====== Quoted passage

The Friday Five: Weathering the Storm Edition
Mothers and farmers, Chipotle, Monsanto and Syngenta, plus the elusive sweet potato: here are five links on the week in food and agriculture.

Growing Souls: I'm one of those people who sorta dislikes Mother's Day, or at least is kind of ambivalent about it. But this is really good, courtesy of Emily Webel. An apt comparison, no matter how tired or defeated you are today.

"I want to weed out the bad in this world until they’re mature to stand tall and handle it. A plant against a hard wind could snap, but if the roots and stalk are strong, it can weather the storm. I want my kids to be able to stand by their convictions, their beliefs, and be a person others want to be around. Stand up tall when life starts to get tough. Understand how to weather the storm."

Natural GMO? Sweet Potato Genetically Modified 8,000 Years Ago: Love sweet potatoes, love this story, love natural GMOs.

"So why does an 8,000-year-old GM sweet potato matter? The example might be helpful for regulators and scientists looking at the safety of GM crops, Jaffe says. 'In many African countries, some regulators and scientists are skeptical and have some concerns about whether these crops are safe,' Jaffe says. 'This study will probably give them some comfort. It puts this technology into context.'

"But the study won't assuage many consumers' worries about GMOs, Jaffe says. 'A lot people's concerns aren't just about whether what the scientists have done is natural or whether the crops are safe to eat.'

Many people worry about whether GMOs increase the use of pesticides and herbicides. Or that some companies use the technology to make seeds intellectual property. 'In these instances, you have to look at the GMO on a case-by-case basis,' Jaffe says."

Why We Can't Take Chipotle's GMO Announcement All That Seriously: The internet has been full of contempt this week for Chipotle and their anti-GMO trumpeting, and I'd be lying if I said it didn't make me a little happy. This is a great piece from NPR, sharing five points where Chipotle's "food with integrity" claim completely lacks integrity. Be sure to check out #2, where they point out the sunflower ALS inhibitor tolerance and weed resistance – sure to make any agronomist happy that someone noticed.

============

Problems to work on:
1 – Translate this sentence from the food and agriculture roundup into Spanish: "A plant against a hard wind could snap, but if the roots and stalk are strong, it can weather the storm."
2 – Please continue the food and agriculture roundup from its last sentence, keeping its tone.

====== Supplied data

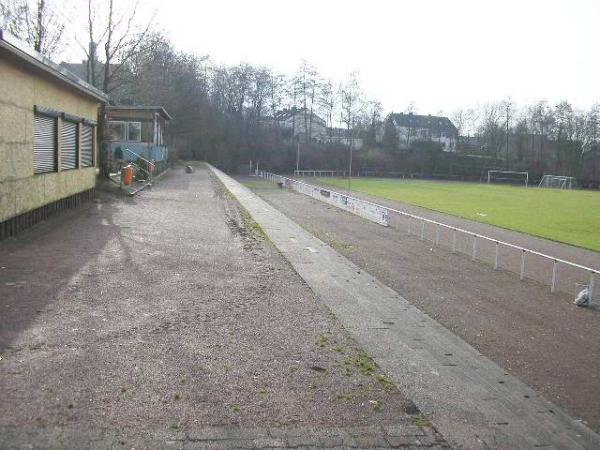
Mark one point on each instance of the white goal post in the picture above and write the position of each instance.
(557, 182)
(508, 176)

============

Results in order:
1 – Una planta frente a un viento fuerte podría quebrarse, pero si las raíces y el tallo son fuertes, puede resistir la tormenta.

2 –
Syngenta issues statement on Monsanto move: A volatile market is a time when corporations look for ways to add value. For Monsanto, it appears the answer is to try to acquire Syngenta. Friday, Syngenta issued a statement acknowledging it had received an unsolicited proposal from Monsanto to acquire the company for CHF449 per share with about 45% cash, total cost would be $45 billion. Syngenta says its focus on integrated solutions is not compatible with Monsanto's approach, and has formally rejected a stock purchase. You can follow it all here, at this Farm Futures story.

Save Our Bacon: This is a fascinating story unfolding in Indiana; Kyle and Leah Broshears are a young family from Seymour who want to raise hogs and move their young family back to the farm. They approached local families, answered questions and received approval from their county zoning board last fall. Then, a lawsuit was filed against them, the county and each member of the zoning board. Indiana is a local-control state, which makes this kind of thing more common there. The fascinating part, however, is in their response: typically, opposition doesn't have to pay for legal counsel, which is often provided pro bono. The farmer usually does. But Kyle and Leah have taken to crowdfunding to help offset legal costs. Check out their video in the Go Fund Me link above, or on YouTube. It's compelling and Kyle makes some great points about what's to become of American agriculture if farmers are not allowed to produce food.